ATTIVITÀ: Secondo l'intervista al pittore Francesco Colella, in quale anno Colella esordisce a Grottammare?

GROTTAMMARE – Il maestro Francesco Colella nasce a San Benedetto del Tronto nel 1966. Esordisce a Grottammare nel 1999 e da lì in poi la sua arte vedrà mostre e riconoscimenti che ne consacreranno il valore sul territorio nazionale: abbiamo voluto indagare su come la sua produzione si intrecci alle nuove tecnologie e alla sua disabilità.
Lei si definisce un artista?
Definirsi un artista mi è sempre sembrato un atto di presunzione assoluta, io dipingo perché ne sento il bisogno, dipingo per me, per trasmettere su tela ciò che sento, senza seguire le mode del momento, solo ciò che voglio. Artista è una definizione che ti dà qualcun altro quando diventi riconoscibile dalla tua pennellata, dai tuoi colori, dai soggetti che rimangono coerenti nel tempo.
Di cosa parlano i suoi quadri? Quali emozioni trasmette la sua opera?
I soggetti che preferisco sono spesso immagini nostalgiche, quadri che parlano del duro lavoro che l’uomo deve sopportare per sopravvivere. Ho scelto spesso di dipingere il sacrificio nelle scene di vita dei marinai, la speranza nei voli liberi dei gabbiani che sfidano la tempesta diretti verso la luce, l’infinito. Poi ci sono i miei nudi, accovacciati su sé stessi nel tentativo di un dialogo interiore, e i cavalli liberi, simbolo del viaggio alla ricerca di un momento perfetto.
Social e tecnologia hanno aperto una finestra sul mondo dell’arte e inaugurato un nuovo modo di produrla e concepirla: lei cosa ne pensa?
I social sono sicuramente importanti per il mondo dell’arte soprattutto per vedere ciò che accade nel panorama artistico; confrontarsi è sempre interessante. Io uso il web per esporre i miei lavori, è come avere una sala espositiva sempre attiva. Per il resto non amo stare molto in rete, a volte mi sembra tutto un enorme caos.
Tavoletta grafica o tela e pennello? Perché?
L’arte digitale non mi si addice, è come bere una birra analcolica pensando che sia uguale a quella normale; mille volte il pennello, il gesto, la materia grazie alla quale l’artista, con fatica e spesso con sofferenza, riesce a dare vita all’opera. La sensazione è impagabile.

Voci salvate:

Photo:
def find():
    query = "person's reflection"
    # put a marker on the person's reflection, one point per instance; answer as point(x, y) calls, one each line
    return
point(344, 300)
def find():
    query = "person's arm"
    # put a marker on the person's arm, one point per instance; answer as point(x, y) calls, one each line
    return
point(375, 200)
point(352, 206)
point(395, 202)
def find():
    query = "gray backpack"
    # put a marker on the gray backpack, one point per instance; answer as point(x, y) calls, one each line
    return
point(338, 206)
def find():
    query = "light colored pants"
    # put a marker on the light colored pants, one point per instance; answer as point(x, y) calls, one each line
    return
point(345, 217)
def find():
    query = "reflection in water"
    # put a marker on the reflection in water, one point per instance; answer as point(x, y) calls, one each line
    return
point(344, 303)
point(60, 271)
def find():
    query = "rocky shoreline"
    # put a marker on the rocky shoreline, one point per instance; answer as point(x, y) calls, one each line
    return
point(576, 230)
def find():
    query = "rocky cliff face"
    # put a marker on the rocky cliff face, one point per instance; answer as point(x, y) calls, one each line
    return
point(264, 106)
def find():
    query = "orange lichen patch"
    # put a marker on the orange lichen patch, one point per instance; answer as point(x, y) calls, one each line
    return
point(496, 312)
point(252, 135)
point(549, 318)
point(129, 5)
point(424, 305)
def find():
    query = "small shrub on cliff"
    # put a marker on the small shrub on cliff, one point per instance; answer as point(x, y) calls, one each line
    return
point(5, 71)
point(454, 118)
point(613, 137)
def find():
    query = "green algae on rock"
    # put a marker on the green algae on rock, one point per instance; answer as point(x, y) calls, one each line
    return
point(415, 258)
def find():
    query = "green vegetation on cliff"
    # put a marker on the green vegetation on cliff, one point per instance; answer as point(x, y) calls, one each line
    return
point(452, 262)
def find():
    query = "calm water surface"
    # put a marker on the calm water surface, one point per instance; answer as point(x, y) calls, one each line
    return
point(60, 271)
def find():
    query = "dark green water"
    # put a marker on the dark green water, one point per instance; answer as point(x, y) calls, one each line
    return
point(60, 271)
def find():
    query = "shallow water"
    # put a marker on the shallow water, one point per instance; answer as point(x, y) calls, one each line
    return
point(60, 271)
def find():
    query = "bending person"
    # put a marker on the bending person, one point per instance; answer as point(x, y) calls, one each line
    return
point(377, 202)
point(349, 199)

RISULTATO: Nel 1999.